◆ **Problem description**
Reproduce, word for word, the passage of the Google Analytics and Search Console tutorial below that starts at "First, we’ll create" and ends at "things set up.".

START Source

How to join Google Analytics and Google Search Console data

Learn how to use Python to connect your Google Search Console API data to your Google Analytics Reporting API data using Pandas and GAPandas.

How to join Google Analytics and Google Search Console data
Picture by Lukas, Pexels.
11 minutes to read

Neither Google Search Console nor Google Analytics gives you access to the data found in both systems in one place. However, with a bit of ingenuity and some relatively simple Python code, you can combine or blend data from both sources in a single report. Here’s how it’s done.

Load the packages

Open a Jupyter notebook and import the google.oauth2 and googleapiclient packages, so we can connect to the Google Search Console API, the requests and json packages, so can send our query, and the Pandas and GAPandas packages so we can query the Google Analytics API.

from google.oauth2 import service_account
from googleapiclient.discovery import build
import requests
import json
import pandas as pd
import gapandas as gp

Configure some set-up variables

Next, create some set-up variables containing the name of your Google Search Console client secrets JSON key file, and your Google Analytics client secrets JSON key file, plus the ID of your Google Analytics view, the URL of your site, and the period you want to examine.

key_gsc = "client-secrets-gsc.json"
key_ga = "client-secrets-ga.json"
view_ga = "123456789"
start_date = "2020-01-01"
end_date = "2020-01-31"
site_url = "http://flyandlure.org"
filename_gsc_pages = "gsc_pages.csv"
filename_ga_pages = "gsc_pages.csv"

Connect to Google Search Console

First, we’ll create a little function to create a connection to the Search Console API and return an authenticated service object. If this is the first time you’ve used the Search Console API, I’d recommend checking out my beginner’s guide to using the Search Console API which explains how to get things set up.

def connect(key):
    """Create a connection to the Google Search Console API and return service object.

    Args:
        key (string): Google Search Console JSON client secrets path.

    Returns:
        service (object): Google Search Console service object.
    """

    scope = ['https://www.googleapis.com/auth/webmasters']
    credentials = service_account.Credentials.from_service_account_file(key, 
                                                                        scopes=scope)
    service = build(
        'webmasters',
        'v3',
        credentials=credentials
    )

    return service
service = connect(key_gsc)

Convert Google Search Console data to a dataframe

Next, we’ll create a function to send our query payload to the API and return the results in a Pandas dataframe. This takes the service object from the function above, the site_url containing the name of the property, and a payload dictionary containing your API query.

def query(service, site_url, payload):
    """Run a query on the Google Search Console API and return a dataframe of results.

    Args:
        service (object): Service object from connect()

END Source
START Dataset excerpts

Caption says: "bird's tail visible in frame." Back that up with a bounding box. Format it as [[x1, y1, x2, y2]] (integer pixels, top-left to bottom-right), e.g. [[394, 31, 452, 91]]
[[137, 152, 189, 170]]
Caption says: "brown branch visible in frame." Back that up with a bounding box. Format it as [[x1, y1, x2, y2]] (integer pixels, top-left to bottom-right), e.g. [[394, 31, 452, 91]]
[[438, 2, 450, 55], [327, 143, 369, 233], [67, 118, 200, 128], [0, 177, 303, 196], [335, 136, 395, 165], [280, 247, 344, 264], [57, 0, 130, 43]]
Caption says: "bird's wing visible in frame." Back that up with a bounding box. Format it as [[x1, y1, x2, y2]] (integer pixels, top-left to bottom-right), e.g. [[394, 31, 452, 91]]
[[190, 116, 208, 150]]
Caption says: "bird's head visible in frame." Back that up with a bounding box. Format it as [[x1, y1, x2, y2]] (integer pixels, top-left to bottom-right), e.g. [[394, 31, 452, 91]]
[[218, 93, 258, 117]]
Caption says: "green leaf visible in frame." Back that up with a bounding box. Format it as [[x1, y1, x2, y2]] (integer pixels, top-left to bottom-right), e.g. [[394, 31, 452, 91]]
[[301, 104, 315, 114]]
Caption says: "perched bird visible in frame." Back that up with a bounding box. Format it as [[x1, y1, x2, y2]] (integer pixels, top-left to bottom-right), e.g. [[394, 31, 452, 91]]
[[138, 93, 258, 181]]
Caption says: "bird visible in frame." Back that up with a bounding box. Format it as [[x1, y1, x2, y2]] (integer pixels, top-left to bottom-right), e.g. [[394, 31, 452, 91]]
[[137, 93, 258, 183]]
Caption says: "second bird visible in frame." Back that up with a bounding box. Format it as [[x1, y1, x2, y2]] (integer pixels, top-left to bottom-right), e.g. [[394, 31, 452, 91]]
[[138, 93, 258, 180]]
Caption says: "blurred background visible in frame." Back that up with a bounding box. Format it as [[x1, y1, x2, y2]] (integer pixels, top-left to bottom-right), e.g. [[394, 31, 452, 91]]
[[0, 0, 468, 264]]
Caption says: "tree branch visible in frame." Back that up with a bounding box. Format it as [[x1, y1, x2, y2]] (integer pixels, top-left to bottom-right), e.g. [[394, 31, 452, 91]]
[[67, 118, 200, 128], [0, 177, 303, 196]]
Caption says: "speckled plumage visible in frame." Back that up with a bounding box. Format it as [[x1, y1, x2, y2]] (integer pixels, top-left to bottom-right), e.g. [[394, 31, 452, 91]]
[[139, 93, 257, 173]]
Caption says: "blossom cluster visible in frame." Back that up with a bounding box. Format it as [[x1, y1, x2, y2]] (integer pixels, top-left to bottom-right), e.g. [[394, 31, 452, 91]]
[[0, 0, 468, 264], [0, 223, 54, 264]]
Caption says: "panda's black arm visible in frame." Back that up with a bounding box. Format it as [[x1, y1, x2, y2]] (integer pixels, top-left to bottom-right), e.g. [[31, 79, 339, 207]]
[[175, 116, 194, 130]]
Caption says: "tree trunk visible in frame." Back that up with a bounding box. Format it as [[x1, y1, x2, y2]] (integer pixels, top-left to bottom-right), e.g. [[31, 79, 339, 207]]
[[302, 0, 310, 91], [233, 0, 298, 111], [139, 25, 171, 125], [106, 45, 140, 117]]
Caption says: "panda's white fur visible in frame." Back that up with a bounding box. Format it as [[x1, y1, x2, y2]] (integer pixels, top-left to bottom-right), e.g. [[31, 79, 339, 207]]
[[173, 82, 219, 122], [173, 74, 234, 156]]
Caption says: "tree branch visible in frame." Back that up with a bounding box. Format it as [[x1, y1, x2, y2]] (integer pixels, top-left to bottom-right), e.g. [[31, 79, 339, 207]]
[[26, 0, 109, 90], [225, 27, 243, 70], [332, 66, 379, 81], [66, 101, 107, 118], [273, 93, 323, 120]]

END Dataset excerpts

◆ **Solution for this problem**
First, we’ll create a little function to create a connection to the Search Console API and return an authenticated service object. If this is the first time you’ve used the Search Console API, I’d recommend checking out my beginner’s guide to using the Search Console API which explains how to get things set up.